***** SOURCE MATERIAL
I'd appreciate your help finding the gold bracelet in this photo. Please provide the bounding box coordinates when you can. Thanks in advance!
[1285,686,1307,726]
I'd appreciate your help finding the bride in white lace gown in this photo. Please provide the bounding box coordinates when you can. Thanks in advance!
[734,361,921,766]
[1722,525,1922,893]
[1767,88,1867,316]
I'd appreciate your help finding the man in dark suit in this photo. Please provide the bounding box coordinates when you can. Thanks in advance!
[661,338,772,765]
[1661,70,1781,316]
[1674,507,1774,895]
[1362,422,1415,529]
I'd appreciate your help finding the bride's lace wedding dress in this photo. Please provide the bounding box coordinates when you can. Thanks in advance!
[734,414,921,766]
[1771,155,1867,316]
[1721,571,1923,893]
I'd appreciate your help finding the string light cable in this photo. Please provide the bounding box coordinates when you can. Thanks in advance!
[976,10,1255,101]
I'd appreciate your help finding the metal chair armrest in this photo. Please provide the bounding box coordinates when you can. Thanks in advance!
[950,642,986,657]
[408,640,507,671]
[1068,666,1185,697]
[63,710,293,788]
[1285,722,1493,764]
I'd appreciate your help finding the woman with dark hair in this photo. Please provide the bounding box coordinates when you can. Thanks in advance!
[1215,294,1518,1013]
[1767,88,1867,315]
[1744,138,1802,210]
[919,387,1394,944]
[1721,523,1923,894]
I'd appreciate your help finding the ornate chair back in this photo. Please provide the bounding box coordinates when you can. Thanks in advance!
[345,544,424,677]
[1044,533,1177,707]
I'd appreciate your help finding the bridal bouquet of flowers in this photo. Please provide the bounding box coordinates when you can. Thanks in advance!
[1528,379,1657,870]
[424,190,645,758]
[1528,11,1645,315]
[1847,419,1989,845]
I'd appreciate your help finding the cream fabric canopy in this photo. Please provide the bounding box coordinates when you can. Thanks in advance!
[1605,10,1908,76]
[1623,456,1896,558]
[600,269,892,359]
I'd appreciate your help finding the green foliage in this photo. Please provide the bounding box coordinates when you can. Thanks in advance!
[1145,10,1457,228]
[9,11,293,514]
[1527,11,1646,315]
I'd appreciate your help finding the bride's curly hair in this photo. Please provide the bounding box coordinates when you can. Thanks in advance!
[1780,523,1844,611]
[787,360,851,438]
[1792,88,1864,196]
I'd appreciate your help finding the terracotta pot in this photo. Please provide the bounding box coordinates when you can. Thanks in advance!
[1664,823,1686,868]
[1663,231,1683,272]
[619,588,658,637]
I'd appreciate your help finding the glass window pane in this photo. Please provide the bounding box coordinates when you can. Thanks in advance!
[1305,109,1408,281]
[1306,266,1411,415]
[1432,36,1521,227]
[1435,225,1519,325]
**********
Could you write out the material above exactly as it appears?

* REPLY:
I'd appreciate your help finding the gold bracelet in this photo. Please provide the bounding box coordinates when you can. Thanks in advance!
[1285,686,1307,726]
I'd appreciate your help finding the bride in white lace gown in this photo. Please provide the bounding box coordinates when you can. Thanks in advance!
[734,361,921,766]
[1722,525,1922,893]
[1767,88,1867,316]
I'd appreciate your help finding the man in dark suit in this photo. Please provide the bounding box coordinates when you can. Thanks in advance!
[661,338,772,765]
[1661,70,1781,316]
[1674,507,1774,895]
[1362,422,1415,529]
I'd appreciate your help finding the bride's lace wedding dress in this photo. Please provide the bounding box coordinates when you can. Thanks in advance!
[734,414,921,766]
[1771,155,1867,316]
[1721,571,1923,893]
I'd appreciate your help finding the string light cable in this photo. Please provide the bounding box coordinates when you can. Thanks in advance!
[976,10,1255,101]
I'd appreciate your help finding the metal chair armrest in this photo. Please provide the bounding box coordinates when you can. Thanks in advance!
[950,642,986,657]
[408,640,507,671]
[1068,666,1185,697]
[63,710,293,788]
[1285,722,1493,764]
I'd appreciate your help finding the woman with dark hair in this photo. Please provide the bounding box coordinates when you can. Thanks in advance!
[1215,294,1518,1013]
[1767,88,1867,315]
[1744,138,1802,210]
[919,387,1394,944]
[1721,523,1923,894]
I'd appreciate your help finding the ornate chair back in this photo. Please provide the bounding box coordinates when you can. Thanks in advance!
[345,544,424,677]
[1044,533,1177,707]
I'd appreciate your help finding the bridal bouquet of flowers in this photo. Please provide the bounding box coordinates when you can. Thanks in advance!
[1528,379,1657,870]
[424,190,645,758]
[1528,11,1645,315]
[1847,419,1989,845]
I'd appreciate your help finding the cream fabric canopy in this photo. Please provide the bounding box coordinates when you can. Thanks in advance!
[1605,10,1908,76]
[1623,456,1896,558]
[600,269,892,359]
I'd appreciate your help finding the green foliage in this photo. Please provide the bounding box coordinates when you can. Thanks in advance!
[1145,10,1457,228]
[9,11,293,514]
[1527,11,1646,315]
I'd appreciate your help finding the bride's curly hair in this photo. Please provide the bounding box coordinates when you can. Thanks in advance!
[1780,523,1844,611]
[787,360,851,438]
[1792,88,1864,196]
I'd appreciate your help finding the terracotta pot in this photo. Please provide the bounding box coordinates when you can. Thanks in advance!
[1664,823,1686,868]
[1663,231,1683,272]
[619,588,658,637]
I'd appreciate your help finding the glass window pane in this photo. Please provide the bounding box coordinates when you can. Thanks in advance!
[1305,109,1408,281]
[1306,266,1411,415]
[1432,36,1521,227]
[1435,225,1519,325]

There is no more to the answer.